• TEXT SHOWN:
# News Data Processing: REDDIT

In [18]:
import pandas as pd
import numpy as np
import praw # Python Reddit API Wrapper
import json
from bs4 import BeautifulSoup
from urllib.request import urlopen, Request
import datetime
from dotenv import load_dotenv
import os
import re

## Connect to Reddit API

In [13]:
load_dotenv()
client_id = os.getenv('CLIENT_ID')
client_secret = os.getenv('CLIENT_SECRET')
user_agent = 'MLCapstoneProject by /u/Wise-Reward5805'
username =  'Wise-Reward5805'
password = os.getenv('PASSWORD')

In [14]:
def create_reddit_object(client_id, client_secret, user_agent, username, password):
    reddit = praw.Reddit(
        client_id=client_id,
        client_secret=client_secret,
        user_agent=user_agent,
        username=username,
        password=password
    )
    return reddit

In [15]:
reddit = create_reddit_object(client_id, client_secret, user_agent, username, password)

• LISTED ENTRIES:
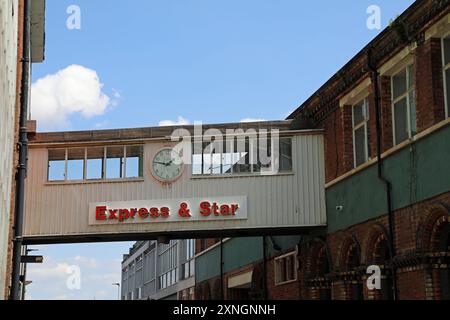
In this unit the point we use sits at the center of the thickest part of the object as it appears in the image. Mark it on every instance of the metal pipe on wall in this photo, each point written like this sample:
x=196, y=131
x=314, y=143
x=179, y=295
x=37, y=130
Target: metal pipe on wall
x=23, y=153
x=388, y=185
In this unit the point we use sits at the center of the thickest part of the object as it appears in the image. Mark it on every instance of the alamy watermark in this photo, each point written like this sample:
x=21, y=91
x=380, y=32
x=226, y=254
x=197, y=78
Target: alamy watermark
x=73, y=21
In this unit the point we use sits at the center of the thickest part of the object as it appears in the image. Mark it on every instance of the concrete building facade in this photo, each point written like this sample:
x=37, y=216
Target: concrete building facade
x=156, y=271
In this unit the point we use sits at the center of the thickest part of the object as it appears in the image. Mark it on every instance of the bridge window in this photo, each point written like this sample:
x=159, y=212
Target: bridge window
x=243, y=155
x=134, y=156
x=75, y=164
x=95, y=163
x=114, y=162
x=57, y=165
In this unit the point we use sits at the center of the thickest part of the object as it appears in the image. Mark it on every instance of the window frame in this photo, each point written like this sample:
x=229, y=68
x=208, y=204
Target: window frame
x=445, y=67
x=104, y=165
x=292, y=254
x=233, y=152
x=365, y=124
x=406, y=94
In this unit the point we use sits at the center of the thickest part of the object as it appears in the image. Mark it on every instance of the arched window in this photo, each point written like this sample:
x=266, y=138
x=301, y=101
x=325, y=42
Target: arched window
x=319, y=282
x=444, y=273
x=350, y=265
x=379, y=254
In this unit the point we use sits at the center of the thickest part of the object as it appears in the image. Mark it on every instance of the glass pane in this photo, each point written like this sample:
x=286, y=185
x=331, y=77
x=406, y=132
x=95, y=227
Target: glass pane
x=207, y=164
x=216, y=163
x=94, y=164
x=360, y=146
x=286, y=154
x=358, y=113
x=399, y=84
x=134, y=163
x=114, y=162
x=56, y=165
x=410, y=76
x=265, y=153
x=75, y=164
x=401, y=121
x=447, y=50
x=242, y=149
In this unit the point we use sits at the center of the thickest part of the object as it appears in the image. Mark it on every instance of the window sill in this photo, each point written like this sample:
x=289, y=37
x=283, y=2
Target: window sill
x=57, y=183
x=391, y=151
x=285, y=282
x=241, y=175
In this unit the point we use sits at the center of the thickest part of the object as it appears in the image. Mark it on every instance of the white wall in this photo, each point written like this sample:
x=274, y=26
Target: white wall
x=294, y=200
x=8, y=68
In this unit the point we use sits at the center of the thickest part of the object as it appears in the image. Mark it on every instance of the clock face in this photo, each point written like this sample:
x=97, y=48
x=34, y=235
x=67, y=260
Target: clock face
x=167, y=165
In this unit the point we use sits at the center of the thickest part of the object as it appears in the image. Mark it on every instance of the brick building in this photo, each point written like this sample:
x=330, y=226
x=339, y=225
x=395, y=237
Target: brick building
x=385, y=118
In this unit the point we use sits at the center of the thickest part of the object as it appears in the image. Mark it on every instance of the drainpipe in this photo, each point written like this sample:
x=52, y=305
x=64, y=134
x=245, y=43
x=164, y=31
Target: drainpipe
x=222, y=293
x=266, y=293
x=388, y=185
x=23, y=151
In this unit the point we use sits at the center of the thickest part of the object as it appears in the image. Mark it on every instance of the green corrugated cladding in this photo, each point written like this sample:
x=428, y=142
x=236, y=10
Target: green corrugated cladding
x=237, y=253
x=418, y=172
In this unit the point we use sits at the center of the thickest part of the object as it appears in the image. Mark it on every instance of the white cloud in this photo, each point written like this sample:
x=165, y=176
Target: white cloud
x=252, y=120
x=180, y=122
x=75, y=89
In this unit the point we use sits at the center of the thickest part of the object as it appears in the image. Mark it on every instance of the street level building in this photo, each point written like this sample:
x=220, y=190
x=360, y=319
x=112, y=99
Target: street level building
x=152, y=271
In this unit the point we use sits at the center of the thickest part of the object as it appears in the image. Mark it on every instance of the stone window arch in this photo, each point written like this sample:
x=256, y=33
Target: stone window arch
x=350, y=267
x=379, y=253
x=319, y=279
x=433, y=242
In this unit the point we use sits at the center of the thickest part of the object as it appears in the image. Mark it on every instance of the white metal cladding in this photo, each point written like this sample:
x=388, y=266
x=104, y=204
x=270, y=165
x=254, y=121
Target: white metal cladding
x=285, y=200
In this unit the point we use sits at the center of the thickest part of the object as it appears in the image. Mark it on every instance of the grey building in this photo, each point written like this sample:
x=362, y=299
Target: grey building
x=156, y=271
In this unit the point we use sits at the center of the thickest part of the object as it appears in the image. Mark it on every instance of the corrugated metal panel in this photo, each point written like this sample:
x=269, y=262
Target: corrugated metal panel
x=294, y=200
x=9, y=12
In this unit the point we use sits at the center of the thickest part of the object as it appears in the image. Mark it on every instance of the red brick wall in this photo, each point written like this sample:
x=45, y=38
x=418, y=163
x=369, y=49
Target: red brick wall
x=16, y=139
x=430, y=103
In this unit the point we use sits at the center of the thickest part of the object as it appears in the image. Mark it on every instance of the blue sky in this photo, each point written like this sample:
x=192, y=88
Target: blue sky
x=201, y=60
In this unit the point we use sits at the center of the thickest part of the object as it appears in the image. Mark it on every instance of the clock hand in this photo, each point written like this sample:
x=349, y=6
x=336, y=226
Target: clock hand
x=163, y=163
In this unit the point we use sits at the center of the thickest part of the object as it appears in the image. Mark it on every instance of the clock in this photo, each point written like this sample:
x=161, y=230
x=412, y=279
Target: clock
x=167, y=165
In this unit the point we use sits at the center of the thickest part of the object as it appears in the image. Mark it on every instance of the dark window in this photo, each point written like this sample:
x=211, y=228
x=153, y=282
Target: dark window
x=57, y=165
x=94, y=163
x=114, y=162
x=75, y=164
x=403, y=105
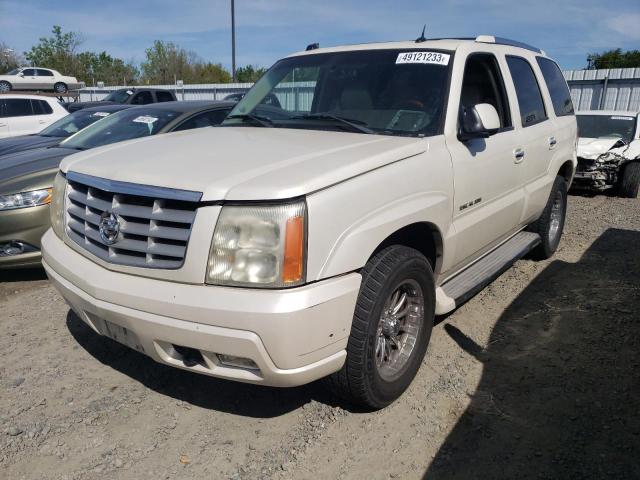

• WORK TO COMPLETE:
Answer these about the Reddit data processing text:
(a) Which library is imported with the comment "Python Reddit API Wrapper"?
(b) What string is assigned to user_agent?
(c) Which three environment variables are read with os.getenv?
The records have no connection to the text.

• RESPONSE TO THIS EXERCISE:
(a) praw
(b) 'MLCapstoneProject by /u/Wise-Reward5805'
(c) CLIENT_ID, CLIENT_SECRET and PASSWORD